Consignes:
1) Traduisez en anglais la phrase suivante de l'entretien : « Cependant, les crédits générés dans un pays doivent rester à la disposition de ce pays. »
2) Repérez dans les entrées chaque ligne contenant la chaîne « below », en tenant compte des majuscules et minuscules, puis recopiez ces lignes.

Extrait cité:
Texte intégral
LA TRIBUNE - 18 juin 1998
La Tribune : Approuvez-vous les orientations du projet de loi agricole que Louis Le Pensec vient de présenter ?
Pascal Coste : « Le CNJA ne peut qu'approuver les missions qualitatives que ce projet confie à l'agriculture. A travers le contrat territorial d'exploitation qui marie l'économie avec le territoire, le texte crée un outil pour les remplir. Reste à voir maintenant comment, concrètement, ces contrats seront mis en place à différents niveaux nationaux et locaux, comment ils seront financés, comment ils seront articulés par rapport au projet de réforme de la politique agricole de la Commission de Bruxelles. Bref ! Nous sommes tout à fait d'accord avec l'idée, mais nous ne donnons pas de chèque en blanc au Gouvernement. »
La Tribune : Envisagez-vous la remise à disposition des Etats membres d'une partie du budget agricole européen ?
- « On peut effectivement basculer une partie des crédits communautaires pour gérer le contrat territorial d'exploitation. Encore faut-il créer la mécanique de modulation qui permettra de réaliser ce transfert. En tout état de cause, l'outil doit être européen et applicable à l'ensemble des Etats membres. Et, pour être dynamique, et non plus horizontale, la règle de prélèvement doit croiser plusieurs critères : l'emploi, le revenu et les droits à produire. Cependant, les crédits générés dans un pays doivent rester à la disposition de ce pays. »
La Tribune : Faut-il prendre en compte aussi les soutiens indirects, comme dans les secteurs du sucre ou du lait, pour renflouer les crédits mis à la disposition des États membres ?
- « Le rééquilibrage des aides publiques doit forcément tenir compte de tous les soutiens, y compris les aides indirectes. Il nous faudra parvenir établir des équivalences pour permettre d'intégrer l’ensemble des facteurs qui font le revenu d’une exploitation. »
La Tribune : Comment définissez-vous la fonction de production de l’agriculture ?
- « Même si nous aurons toujours besoin d'une production de masse, de matière première, la tendance lourde des années passées nous incite à aller vers des produits plus élaborés. Demain, il faudra encore davantage renforcer la production à haute valeur ajoutée pour deux raisons. Les pays d'Europe centrale et orientale qui vont rejoindre l'Union européenne seront beaucoup plus compétitifs que nous sur les marchés de matières premières. Les produits à haute valeur ajoutée sont exportés sans subventions, donc hors contingentement de l'Organisation mondiale du commerce. Pour un pays exportateur comme la France, réorienter la production agricole vers la valeur ajoutée revient à faire coup double. »
LA DÉPÊCHE - 18 juin 1998
Q - Vous accueillez le ministre de I' Agriculture au congrès. Qu’allez-vous lui demander ?

Étiquettes de photos avec cadres:
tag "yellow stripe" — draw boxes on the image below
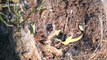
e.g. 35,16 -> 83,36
62,34 -> 83,45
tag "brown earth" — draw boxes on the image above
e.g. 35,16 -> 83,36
33,0 -> 105,60
0,0 -> 107,60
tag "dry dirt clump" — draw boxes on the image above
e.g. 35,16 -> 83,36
0,0 -> 107,60
33,0 -> 105,60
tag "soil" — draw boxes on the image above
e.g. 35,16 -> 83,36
33,0 -> 104,60
0,0 -> 107,60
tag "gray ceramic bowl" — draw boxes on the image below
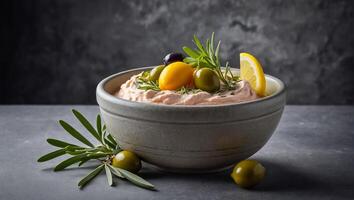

Réponses:
1) However, the funds generated in a country must remain at that country's disposal.

2)
tag "yellow stripe" — draw boxes on the image below
tag "gray ceramic bowl" — draw boxes on the image below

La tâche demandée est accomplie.